▶ **Request A**
According to the passage on interfaith weddings, what happens to a member of the Rabbinical Assembly who violates its prohibition on performing interfaith weddings?

▶ **Provided passage**
————

Today, seventeen years after it voted to permit its members to officiate at same-sex weddings, the Conservative Movement’s Rabbinical Assembly still prohibits them from performing interfaith weddings.  Violating that prohibition is cause for expulsion.  Seeking some means of accommodating the growing number of interfaith marriages in their communities, some Conservative rabbis have offered various blessing ceremonies both before and after the wedding to convey to the couple their welcome into the community.  The Conservative Movement has sought to develop the value of keruvah or bringing near; as in bringing near the non-Jewish spouse through appropriate means of engagement and participation.  But the movement’s fundamental opposition to interfaith marriage is becoming an ever bigger source of contention.

As for me, before going to rabbinical school, my opposition to rabbis performing interfaith weddings was primarily one of instinct.  When Terri and I got married, interfaith weddings were still not the norm, so for a rabbi to perform one seemed a bit radical.  I first gave the matter serious thought when my rabbinical school held a four-day intensive study session on the subject.  My thinking at the time was simple.  What Jews call marriage - kiddushin - can only take place between two Jews.  Under Jewish law, there is no such thing as kiddushin between a Jew and a non-Jew.  Since my rabbinic ordination only gave me authority to perform Jewish marriages, performing an interfaith marriage would mean I was acting in some other capacity than that of rabbi - as a justice of the peace, perhaps.  Obviously one can fudge these technicalities, and folks do so all the time.  Still, the logic of it all seemed irresistible: rabbis cannot perform interfaith weddings because Jewish law does not recognize them as such.

Two things got me to change my mind about this.  The first was an article that appeared in The New York Times in January of 2015.  It was about Reform rabbis who will marry same-sex couples, but not those who are interfaith.  What I got from the article was that congregants either don’t understand the distinction their rabbis are making between these two cases, or they just don’t care.  Said one Jewish woman after her rabbi refused to officiate at her wedding, not because her fiance was a woman but because she was a Catholic, “I can’t believe we were so naive and trusting… We’d understood that she perceived our relationship as legitimate and would see our marriage as legitimate.  And it really hurt us to be rejected for that reason.”

What I took from this article was how devastating it can be to feel that one has been rejected by one’s rabbi.  It got me thinking of all those young men and women by whose side I have stood on the day of their bar or bat mitzvah, blessing them with the ancient words of our priestly benediction.  What an honor it would be to be asked to join them to the one with whom they have chosen to share their life!  How could I make them understand the principle upon which I was saying no to them, especially since nearly half of them are themselves children of interfaith parents?  And how could I avoid sounding mercenary when I told them I wouldn’t perform their wedding, but I would be happy to welcome them as dues-paying members of the congregation?  

If that New York Times article got me questioning my ability to explain my position on intermarriage to a younger generation, it was a different experience that convinced me that the time for such explanations had long since passed.  This experience came much closer to home.  Some time late in her freshman year at Wesleyan, Rachel asked us if her new boyfriend could join us for lunch.  It didn't take long for us to realize that this was a serious relationship.  And it didn't take any longer for us to realize why.  Like her older sister before her, Rachel had met her bashert in college.  Unlike Sarah's Leon, Rachel's Spencer would have no way of knowing that bashert is the Yiddish word referring to the person that one is meant to marry.

————

▶ **Data for this exercise**
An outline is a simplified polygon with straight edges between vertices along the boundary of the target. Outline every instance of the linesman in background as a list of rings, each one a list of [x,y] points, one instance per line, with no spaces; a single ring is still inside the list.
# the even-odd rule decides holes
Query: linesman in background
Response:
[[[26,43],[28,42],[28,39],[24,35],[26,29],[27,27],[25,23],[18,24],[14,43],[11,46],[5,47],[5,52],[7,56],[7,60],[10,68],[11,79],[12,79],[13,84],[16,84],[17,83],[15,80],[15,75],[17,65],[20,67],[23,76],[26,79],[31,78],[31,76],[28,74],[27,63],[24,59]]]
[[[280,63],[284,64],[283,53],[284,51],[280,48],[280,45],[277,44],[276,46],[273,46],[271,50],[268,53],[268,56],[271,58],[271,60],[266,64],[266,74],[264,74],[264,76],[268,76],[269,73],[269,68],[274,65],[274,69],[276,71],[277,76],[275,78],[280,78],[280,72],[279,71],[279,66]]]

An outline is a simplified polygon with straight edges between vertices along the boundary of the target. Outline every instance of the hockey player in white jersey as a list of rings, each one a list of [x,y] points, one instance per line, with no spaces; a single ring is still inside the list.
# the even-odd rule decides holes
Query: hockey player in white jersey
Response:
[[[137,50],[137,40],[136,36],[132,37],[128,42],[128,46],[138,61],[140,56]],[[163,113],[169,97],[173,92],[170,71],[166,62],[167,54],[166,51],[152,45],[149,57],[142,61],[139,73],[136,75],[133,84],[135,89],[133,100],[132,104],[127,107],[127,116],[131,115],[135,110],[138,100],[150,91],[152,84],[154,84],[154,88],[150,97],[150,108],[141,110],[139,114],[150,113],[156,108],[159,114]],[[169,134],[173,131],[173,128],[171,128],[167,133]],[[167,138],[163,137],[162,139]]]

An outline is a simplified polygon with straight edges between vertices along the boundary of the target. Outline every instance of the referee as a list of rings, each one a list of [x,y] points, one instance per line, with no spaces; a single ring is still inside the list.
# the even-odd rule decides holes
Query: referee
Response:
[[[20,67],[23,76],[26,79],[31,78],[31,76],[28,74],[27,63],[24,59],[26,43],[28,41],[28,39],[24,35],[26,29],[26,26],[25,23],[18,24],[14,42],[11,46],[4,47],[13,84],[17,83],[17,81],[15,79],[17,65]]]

————

▶ **Request B**
Show each line of the listing above that includes the word "vertices".

▶ **Reply A**
Violating the prohibition is cause for expulsion.

▶ **Reply B**
An outline is a simplified polygon with straight edges between vertices along the boundary of the target. Outline every instance of the linesman in background as a list of rings, each one a list of [x,y] points, one instance per line, with no spaces; a single ring is still inside the list.
An outline is a simplified polygon with straight edges between vertices along the boundary of the target. Outline every instance of the hockey player in white jersey as a list of rings, each one a list of [x,y] points, one instance per line, with no spaces; a single ring is still inside the list.
An outline is a simplified polygon with straight edges between vertices along the boundary of the target. Outline every instance of the referee as a list of rings, each one a list of [x,y] points, one instance per line, with no spaces; a single ring is still inside the list.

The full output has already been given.